**Text section:**

* * * *

We pride ourselves on the fact that Intercom has become synonymous with high quality design and content. But we never take that reputation for granted.
We are one of that growing band of designer-led startups and believe we have a strong design-led culture. We’ve also invested heavily in content in the past 18 months. We’ve published four books, each of which have been downloaded by tens of thousands of readers. We have a well-regarded podcast featuring conversations with builders and makers in our industry that we respect.
We paid close attention to hierarchy, typography and illustration in order to create a connected and organized experience.
Earlier this spring we moved into live content: Inside Intercom spawned a world tour, and the talks from that tour are in turn captured for posterity on the blog (Yeah, we know it’s kind of meta). We have a team of content marketing managers – Adam in San Francisco and Geoffrey in Dublin – who make sure that as a company we continue to publish high quality content on an almost daily basis.
With all those changes it’s little surprise that the functionality and design of Inside Intercom had not kept up with the content. E.g. our podcast is now one of our core pillars of content but was hard to find on the blog unless you knew to search for the podcast tag. It’s just one example of how producing more meant the design and functionality that worked for us 18 months ago was creaking at the seams.
The design team kicked things off with a series of sketches. Although we’re proud of the aesthetics of the new design our primary goal was to make it easier for you the reader to discover and consume the content we publish.
You might think it looks and feels like a magazine. That’s because we aim to provide content that’s more akin to a high quality editorial publication, rather than another run of the mill corporate blog. Above you can see a few of the explorations we went through before landing on the current design.
We paid close attention to hierarchy, typography and illustration in order to create a connected and organized experience. To increase visual impact and give the homepage a sharper point of view, we focus on one lead article, followed by secondary and tertiary articles. To build out this hierarchy, it was essential to have a solid grid in place to form the backbone of the design and give pages their structure.
Suffice it to say you can expect it to be much simpler to discover the articles, podcasts, books and videos that make your working life easier.
We recently launched Season 2 of our podcast, and to reflect its popularity it is now fully integrated into the design with its own top level category. We’ve also introduced an inline player so you can listen to episodes where you find them and continue to browse the site.
The podcast is not the only new category regular readers will notice – we’ve also added Startups and Marketing. Inside Intercom has always shared the lessons we’ve learned as Intercom has grown and now you can find all those articles in a single place. Rollover any of the categories at the top of this page to to see the latest stories in that category.

* * * *

**Data listing:**

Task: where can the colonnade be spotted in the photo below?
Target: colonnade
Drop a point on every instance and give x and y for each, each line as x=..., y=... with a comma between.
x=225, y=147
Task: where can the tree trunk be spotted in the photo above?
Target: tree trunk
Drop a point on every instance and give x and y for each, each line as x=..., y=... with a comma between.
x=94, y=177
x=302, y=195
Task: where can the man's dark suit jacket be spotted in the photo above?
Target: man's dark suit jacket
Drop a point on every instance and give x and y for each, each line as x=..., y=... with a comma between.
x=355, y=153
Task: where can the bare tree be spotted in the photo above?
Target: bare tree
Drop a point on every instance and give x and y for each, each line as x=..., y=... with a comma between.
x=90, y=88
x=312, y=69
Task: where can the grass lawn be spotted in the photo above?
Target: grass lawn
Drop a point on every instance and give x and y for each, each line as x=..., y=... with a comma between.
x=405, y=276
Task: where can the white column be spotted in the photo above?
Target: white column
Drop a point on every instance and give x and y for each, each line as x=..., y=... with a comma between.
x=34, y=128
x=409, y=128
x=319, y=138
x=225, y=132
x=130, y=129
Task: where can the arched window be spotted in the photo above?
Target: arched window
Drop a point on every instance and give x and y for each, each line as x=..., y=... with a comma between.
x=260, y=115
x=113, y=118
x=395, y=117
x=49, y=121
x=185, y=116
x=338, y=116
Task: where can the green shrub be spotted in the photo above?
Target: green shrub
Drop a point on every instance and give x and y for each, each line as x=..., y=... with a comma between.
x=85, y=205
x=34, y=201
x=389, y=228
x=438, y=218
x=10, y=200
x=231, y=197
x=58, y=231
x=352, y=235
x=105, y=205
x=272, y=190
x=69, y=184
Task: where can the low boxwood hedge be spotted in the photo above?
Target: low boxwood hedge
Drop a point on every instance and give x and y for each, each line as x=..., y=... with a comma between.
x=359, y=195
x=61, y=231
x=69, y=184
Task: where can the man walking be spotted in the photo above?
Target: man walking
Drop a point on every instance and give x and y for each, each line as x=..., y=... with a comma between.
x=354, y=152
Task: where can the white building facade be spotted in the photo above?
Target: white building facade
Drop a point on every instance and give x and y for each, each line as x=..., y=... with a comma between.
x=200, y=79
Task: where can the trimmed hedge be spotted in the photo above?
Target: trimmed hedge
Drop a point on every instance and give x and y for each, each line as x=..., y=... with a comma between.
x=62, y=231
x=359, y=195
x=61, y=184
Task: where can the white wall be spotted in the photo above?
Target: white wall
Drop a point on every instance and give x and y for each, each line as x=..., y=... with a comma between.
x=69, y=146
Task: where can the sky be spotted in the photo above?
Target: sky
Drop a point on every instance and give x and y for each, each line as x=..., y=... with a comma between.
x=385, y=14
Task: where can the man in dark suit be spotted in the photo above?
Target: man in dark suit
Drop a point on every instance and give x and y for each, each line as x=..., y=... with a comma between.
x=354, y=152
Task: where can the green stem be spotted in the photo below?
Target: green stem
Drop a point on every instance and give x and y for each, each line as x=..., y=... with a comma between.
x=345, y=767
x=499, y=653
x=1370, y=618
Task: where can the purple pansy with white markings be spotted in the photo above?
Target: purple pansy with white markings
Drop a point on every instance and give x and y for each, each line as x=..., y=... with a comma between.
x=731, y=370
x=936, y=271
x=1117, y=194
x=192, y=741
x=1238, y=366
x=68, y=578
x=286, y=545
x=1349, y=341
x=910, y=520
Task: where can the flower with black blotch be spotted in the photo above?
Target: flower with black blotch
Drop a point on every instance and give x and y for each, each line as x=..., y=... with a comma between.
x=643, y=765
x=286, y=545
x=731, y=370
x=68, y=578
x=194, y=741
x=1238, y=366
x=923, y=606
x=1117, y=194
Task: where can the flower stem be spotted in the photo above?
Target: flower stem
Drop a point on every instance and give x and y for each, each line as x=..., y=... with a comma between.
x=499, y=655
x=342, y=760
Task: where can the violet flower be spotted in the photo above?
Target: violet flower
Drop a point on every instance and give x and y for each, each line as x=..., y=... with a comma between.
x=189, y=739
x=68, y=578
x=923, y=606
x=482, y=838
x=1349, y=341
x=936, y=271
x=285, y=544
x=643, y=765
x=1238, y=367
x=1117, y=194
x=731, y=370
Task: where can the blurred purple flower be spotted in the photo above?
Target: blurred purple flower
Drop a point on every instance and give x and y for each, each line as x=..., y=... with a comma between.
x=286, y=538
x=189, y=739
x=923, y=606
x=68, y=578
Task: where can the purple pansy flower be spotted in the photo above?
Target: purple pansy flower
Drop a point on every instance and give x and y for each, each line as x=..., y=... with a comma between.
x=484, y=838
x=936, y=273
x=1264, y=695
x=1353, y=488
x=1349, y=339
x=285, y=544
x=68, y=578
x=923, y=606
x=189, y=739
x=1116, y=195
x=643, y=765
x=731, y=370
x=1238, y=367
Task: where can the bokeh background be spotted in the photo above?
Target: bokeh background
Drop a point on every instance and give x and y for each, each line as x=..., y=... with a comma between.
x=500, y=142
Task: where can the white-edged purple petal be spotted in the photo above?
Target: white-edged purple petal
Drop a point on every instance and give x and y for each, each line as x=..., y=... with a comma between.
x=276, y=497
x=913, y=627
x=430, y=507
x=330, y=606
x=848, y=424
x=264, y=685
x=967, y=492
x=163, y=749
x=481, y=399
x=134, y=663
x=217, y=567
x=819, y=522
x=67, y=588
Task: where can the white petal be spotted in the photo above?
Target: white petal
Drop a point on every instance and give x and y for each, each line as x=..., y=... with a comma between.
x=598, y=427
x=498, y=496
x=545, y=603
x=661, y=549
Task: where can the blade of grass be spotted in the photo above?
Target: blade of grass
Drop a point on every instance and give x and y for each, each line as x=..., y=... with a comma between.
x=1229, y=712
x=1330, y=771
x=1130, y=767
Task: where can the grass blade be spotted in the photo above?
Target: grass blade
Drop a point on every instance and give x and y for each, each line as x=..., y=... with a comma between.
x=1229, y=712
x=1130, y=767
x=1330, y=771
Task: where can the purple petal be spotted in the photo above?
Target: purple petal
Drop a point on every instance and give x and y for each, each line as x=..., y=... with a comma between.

* * * *

**Problems:**
A) In the post about the Inside Intercom redesign, write out everything from "We are one of" down to "almost daily basis.", substituting "speaking tour" for "world tour".
B) According to the post about the Inside Intercom redesign, who are the content marketing managers, and where is each one based?
C) Carry on the post about the Inside Intercom redesign from its last sentence.
The rows have nothing to do with this.

**The results:**
A)
We are one of that growing band of designer-led startups and believe we have a strong design-led culture. We’ve also invested heavily in content in the past 18 months. We’ve published four books, each of which have been downloaded by tens of thousands of readers. We have a well-regarded podcast featuring conversations with builders and makers in our industry that we respect.
We paid close attention to hierarchy, typography and illustration in order to create a connected and organized experience.
Earlier this spring we moved into live content: Inside Intercom spawned a speaking tour, and the talks from that tour are in turn captured for posterity on the blog (Yeah, we know it’s kind of meta). We have a team of content marketing managers – Adam in San Francisco and Geoffrey in Dublin – who make sure that as a company we continue to publish high quality content on an almost daily basis.

B) Adam is in San Francisco and Geoffrey is in Dublin.

C)
While we’ve made improvements to make it easier to discover the 400 or so articles we’ve published on Inside Intercom, we’re also making it easier to consume them through enhancements to usability and navigation. We put a sharp focus on how readers navigate a blog and what’s important to them. You’ll see things like estimated reading, viewing and listening times and progress bars as you read through articles. We also got rid of the in your face pop-up to sign up to the newsletter :-).
From a typography perspective we used combinations of different weights of serifs and sans-serifs for headlines, body copy, category titles, pull quotes and everything in-between. These type choices act as a guide for readers to navigate the blog. We chose two typefaces, Tiempos (for headlines, body copy, and pull quotes) and Akkurat Pro (for category titles and CTAs). The serif font helps with readability and amplifies the editorial feel.
Illustration and portraits
We went deep on this design to bring a more editorial sensibility to all aspects of the blog. That includes our approach to editorial illustration. We have been commissioning a diverse range of illustrators to interpret the subject of each post in their own unique ways. These visual metaphors aim to spark curiosity and bring a more personal approach to how we present the most insightful writing in the industry.
Lastly, we wanted to bring a final human touch to the blog and call attention to the people behind each article. We commissioned local San Francisco artist Jon Stich to paint individual portraits of our authors. These bring a sense of uniqueness, craft and personalization that reflects how we think about design at Intercom, whether it is this blog design or the product itself.
Over to you
Credit for our new blog goes to Maria Gonzalez for the design, Daniel Husar for the build, and those at Intercom who encouraged us to get creative and really push the boundaries. We’d love to know what you think – and not just about the new look and feel. Let us know what you’d like to see more of on Inside Intercom, who you’d like us to interview on the podcast, or what book you think we should write next. Just leave a comment or drop us a note through the messenger on this page.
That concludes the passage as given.